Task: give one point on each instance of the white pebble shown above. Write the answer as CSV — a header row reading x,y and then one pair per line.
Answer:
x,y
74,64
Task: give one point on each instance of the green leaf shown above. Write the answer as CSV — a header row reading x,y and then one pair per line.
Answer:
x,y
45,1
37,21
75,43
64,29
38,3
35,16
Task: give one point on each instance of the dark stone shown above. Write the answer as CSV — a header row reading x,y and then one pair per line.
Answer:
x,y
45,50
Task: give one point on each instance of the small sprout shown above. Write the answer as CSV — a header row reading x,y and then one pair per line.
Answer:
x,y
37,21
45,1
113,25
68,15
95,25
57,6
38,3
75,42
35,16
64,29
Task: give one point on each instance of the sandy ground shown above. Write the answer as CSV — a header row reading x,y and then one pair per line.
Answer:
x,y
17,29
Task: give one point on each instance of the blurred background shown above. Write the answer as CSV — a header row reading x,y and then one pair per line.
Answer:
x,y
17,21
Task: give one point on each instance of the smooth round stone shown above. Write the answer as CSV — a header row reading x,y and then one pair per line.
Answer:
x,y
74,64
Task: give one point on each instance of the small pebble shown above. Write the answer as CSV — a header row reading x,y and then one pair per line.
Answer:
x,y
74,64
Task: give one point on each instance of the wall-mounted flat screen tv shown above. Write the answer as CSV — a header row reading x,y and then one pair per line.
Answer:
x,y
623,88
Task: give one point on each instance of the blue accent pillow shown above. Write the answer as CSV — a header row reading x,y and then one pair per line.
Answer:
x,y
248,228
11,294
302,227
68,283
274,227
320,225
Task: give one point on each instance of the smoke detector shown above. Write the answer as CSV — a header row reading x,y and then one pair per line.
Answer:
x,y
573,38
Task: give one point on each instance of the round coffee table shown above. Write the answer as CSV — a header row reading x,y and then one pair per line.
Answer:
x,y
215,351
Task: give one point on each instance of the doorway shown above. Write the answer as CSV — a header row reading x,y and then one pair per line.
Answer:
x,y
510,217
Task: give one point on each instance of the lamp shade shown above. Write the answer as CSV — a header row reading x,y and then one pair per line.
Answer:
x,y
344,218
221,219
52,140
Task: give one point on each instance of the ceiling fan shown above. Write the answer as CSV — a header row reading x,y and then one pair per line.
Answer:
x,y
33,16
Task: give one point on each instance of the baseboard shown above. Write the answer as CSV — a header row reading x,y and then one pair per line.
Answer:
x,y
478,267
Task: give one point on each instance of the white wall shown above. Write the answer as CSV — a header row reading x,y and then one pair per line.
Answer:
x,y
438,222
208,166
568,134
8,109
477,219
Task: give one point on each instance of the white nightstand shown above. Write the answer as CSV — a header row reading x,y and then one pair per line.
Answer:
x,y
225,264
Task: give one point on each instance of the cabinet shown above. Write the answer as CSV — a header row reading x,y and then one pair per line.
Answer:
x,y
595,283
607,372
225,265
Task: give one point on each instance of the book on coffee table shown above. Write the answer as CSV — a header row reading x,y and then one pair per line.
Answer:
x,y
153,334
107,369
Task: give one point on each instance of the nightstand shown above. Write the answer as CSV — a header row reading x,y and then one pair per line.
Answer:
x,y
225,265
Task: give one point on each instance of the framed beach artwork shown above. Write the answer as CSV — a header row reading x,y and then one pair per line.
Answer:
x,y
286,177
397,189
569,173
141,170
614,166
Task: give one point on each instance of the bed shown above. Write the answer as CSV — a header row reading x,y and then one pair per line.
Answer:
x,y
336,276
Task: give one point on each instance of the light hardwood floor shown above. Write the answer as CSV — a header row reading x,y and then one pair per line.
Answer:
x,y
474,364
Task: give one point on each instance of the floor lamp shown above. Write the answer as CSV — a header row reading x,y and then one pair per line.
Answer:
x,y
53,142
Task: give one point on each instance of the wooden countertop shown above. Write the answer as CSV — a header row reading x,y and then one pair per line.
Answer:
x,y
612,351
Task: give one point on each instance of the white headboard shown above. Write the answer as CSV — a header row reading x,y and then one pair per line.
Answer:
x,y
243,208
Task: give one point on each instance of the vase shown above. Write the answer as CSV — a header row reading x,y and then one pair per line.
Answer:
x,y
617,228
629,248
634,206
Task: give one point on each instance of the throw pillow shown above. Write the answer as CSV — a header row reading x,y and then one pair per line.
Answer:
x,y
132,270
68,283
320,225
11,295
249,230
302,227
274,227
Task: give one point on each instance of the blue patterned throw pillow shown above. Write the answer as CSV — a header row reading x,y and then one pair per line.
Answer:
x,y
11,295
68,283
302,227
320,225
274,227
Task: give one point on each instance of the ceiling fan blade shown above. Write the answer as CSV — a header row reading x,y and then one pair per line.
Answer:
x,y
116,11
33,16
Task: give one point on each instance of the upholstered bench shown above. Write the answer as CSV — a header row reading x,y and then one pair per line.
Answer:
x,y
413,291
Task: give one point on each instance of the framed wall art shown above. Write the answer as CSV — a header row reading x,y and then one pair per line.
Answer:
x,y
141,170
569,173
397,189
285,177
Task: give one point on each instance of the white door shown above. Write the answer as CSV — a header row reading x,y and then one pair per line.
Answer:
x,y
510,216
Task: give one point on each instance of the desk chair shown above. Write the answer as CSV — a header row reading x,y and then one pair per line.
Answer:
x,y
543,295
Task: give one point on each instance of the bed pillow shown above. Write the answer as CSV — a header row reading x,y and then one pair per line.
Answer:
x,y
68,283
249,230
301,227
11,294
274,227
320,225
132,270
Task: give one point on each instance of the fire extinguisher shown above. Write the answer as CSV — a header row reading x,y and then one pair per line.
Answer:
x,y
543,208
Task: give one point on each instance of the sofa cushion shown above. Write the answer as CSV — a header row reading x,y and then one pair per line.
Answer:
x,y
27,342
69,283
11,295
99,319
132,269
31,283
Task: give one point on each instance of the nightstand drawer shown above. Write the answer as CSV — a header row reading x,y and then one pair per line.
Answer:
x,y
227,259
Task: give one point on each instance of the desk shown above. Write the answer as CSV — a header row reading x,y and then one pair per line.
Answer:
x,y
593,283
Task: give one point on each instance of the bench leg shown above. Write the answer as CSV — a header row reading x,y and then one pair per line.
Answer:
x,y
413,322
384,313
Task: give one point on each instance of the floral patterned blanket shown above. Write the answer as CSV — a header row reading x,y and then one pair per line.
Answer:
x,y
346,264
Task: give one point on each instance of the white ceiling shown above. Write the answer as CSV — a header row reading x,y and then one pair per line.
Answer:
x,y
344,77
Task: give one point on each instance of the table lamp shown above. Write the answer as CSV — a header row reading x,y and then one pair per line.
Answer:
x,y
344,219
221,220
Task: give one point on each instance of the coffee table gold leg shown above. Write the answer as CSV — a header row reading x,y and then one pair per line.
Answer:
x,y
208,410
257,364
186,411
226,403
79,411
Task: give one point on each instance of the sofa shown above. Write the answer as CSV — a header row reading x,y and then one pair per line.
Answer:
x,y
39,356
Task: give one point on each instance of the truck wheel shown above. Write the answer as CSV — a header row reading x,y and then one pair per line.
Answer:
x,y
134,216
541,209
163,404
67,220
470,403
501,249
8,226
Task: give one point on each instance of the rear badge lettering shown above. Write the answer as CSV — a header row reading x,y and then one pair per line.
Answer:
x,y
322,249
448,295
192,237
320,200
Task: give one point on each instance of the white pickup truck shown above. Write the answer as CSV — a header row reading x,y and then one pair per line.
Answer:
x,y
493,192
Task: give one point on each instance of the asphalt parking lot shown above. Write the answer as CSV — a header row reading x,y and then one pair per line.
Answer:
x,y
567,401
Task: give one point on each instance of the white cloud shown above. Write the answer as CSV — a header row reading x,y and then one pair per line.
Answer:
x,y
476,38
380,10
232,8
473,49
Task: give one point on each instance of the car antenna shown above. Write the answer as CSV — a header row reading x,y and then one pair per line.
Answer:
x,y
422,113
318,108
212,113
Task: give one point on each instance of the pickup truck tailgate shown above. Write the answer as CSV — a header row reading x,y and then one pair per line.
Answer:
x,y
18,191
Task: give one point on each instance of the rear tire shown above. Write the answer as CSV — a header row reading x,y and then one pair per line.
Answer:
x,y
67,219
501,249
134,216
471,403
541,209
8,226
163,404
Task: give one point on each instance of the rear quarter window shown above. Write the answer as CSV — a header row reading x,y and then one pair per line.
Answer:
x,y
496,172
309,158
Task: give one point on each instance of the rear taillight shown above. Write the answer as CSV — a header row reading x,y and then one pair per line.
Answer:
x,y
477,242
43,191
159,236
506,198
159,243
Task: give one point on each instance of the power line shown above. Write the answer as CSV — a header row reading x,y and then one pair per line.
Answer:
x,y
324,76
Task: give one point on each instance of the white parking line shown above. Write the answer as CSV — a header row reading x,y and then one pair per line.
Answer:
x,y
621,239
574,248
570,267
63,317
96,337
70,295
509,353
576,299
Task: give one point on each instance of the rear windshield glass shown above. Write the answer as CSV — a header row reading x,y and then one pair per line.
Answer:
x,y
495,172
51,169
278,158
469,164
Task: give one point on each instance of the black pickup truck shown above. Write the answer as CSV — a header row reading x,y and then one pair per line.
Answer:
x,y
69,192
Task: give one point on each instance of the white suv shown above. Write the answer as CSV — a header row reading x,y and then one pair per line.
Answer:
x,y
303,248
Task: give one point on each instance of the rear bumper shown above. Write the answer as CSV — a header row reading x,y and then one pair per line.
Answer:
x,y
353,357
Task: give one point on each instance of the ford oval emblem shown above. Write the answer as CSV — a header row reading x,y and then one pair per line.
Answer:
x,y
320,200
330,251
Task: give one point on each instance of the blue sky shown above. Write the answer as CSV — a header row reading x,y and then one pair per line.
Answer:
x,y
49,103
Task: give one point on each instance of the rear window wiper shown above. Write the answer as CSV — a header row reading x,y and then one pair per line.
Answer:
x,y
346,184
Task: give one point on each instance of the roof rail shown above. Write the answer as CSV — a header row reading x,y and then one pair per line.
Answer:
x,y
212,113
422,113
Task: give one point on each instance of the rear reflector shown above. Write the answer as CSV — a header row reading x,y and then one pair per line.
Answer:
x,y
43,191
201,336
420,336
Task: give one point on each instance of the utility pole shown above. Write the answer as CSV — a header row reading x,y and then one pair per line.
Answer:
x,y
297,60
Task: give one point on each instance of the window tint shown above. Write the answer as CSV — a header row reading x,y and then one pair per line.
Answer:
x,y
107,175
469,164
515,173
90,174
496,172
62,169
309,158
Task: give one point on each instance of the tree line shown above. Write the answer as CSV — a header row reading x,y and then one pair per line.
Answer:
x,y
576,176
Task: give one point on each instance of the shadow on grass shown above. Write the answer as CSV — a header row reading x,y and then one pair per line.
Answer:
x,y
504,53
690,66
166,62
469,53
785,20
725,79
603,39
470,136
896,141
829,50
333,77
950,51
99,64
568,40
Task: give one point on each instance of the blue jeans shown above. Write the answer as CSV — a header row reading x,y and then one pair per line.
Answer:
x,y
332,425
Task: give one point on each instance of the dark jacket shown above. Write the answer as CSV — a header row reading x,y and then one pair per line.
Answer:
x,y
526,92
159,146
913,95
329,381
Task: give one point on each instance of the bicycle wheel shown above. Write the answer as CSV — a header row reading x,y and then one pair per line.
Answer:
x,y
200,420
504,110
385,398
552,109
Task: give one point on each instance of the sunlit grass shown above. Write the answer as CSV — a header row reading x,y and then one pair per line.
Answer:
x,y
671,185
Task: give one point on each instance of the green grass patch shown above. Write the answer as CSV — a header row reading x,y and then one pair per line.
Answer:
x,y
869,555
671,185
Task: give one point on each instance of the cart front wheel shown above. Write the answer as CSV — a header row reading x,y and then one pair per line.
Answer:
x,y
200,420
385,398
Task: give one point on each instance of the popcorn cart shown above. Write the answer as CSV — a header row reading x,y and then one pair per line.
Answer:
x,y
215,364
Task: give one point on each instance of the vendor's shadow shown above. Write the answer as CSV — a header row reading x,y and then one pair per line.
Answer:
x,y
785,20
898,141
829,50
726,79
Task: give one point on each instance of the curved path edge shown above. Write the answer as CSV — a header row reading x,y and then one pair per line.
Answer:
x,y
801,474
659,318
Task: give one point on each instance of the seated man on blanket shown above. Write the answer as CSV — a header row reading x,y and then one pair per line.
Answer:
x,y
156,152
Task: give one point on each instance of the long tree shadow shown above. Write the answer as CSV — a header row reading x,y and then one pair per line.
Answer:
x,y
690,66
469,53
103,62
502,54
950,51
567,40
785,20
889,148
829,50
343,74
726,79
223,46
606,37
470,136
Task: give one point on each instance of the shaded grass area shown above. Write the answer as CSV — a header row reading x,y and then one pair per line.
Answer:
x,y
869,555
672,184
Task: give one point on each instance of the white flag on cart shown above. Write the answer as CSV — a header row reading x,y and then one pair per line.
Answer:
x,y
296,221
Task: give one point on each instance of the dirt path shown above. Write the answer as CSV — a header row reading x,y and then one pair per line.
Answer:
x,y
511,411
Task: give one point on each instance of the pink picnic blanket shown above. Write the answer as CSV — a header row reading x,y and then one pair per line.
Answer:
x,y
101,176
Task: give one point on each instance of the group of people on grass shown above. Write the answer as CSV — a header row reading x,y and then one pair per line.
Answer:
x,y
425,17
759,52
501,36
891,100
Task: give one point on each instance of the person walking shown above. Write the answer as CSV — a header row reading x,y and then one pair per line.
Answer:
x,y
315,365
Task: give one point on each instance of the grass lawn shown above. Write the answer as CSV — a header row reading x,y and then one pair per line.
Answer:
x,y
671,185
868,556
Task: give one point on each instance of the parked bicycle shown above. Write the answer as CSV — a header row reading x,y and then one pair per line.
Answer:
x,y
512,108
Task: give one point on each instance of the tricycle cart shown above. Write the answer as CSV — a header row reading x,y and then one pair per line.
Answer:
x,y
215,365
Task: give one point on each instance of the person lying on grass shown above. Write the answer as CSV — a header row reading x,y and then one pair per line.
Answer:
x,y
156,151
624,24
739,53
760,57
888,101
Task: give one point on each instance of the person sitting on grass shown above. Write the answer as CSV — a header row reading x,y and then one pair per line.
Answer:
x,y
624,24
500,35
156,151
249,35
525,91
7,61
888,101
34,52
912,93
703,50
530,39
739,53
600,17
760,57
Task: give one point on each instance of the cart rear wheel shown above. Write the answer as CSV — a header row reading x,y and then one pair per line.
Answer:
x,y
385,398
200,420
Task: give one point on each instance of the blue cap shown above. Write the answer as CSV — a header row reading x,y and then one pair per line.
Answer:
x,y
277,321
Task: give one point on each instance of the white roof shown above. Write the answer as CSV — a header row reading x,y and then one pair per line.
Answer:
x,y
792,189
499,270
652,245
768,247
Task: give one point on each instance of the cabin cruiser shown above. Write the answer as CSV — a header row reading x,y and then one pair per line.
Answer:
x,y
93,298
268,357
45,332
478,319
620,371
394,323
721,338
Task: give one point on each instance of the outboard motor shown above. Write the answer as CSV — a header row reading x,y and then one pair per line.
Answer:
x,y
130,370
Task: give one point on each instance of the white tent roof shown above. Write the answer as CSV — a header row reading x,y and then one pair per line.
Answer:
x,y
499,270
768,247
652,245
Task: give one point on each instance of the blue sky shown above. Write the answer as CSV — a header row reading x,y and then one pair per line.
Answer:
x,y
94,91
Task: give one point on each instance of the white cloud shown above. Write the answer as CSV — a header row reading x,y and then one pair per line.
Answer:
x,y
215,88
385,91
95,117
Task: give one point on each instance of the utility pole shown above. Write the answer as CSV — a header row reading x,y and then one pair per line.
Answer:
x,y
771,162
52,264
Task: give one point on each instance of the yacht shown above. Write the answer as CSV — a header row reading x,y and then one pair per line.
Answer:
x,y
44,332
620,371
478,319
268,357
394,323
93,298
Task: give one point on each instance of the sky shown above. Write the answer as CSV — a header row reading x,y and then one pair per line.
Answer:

- - - - - - -

» **Task statement**
In the lines above, find the word "sofa" and copy each line that contains it.

» **Exercise solution**
Task: give one point on each instance of the sofa cushion shown above. Write the answer as CSV — a header row reading x,y and then one pair per line.
Task: give one point on each instance of the sofa shown above. Write the answer as CSV — a header row reading x,y and then one pair per line.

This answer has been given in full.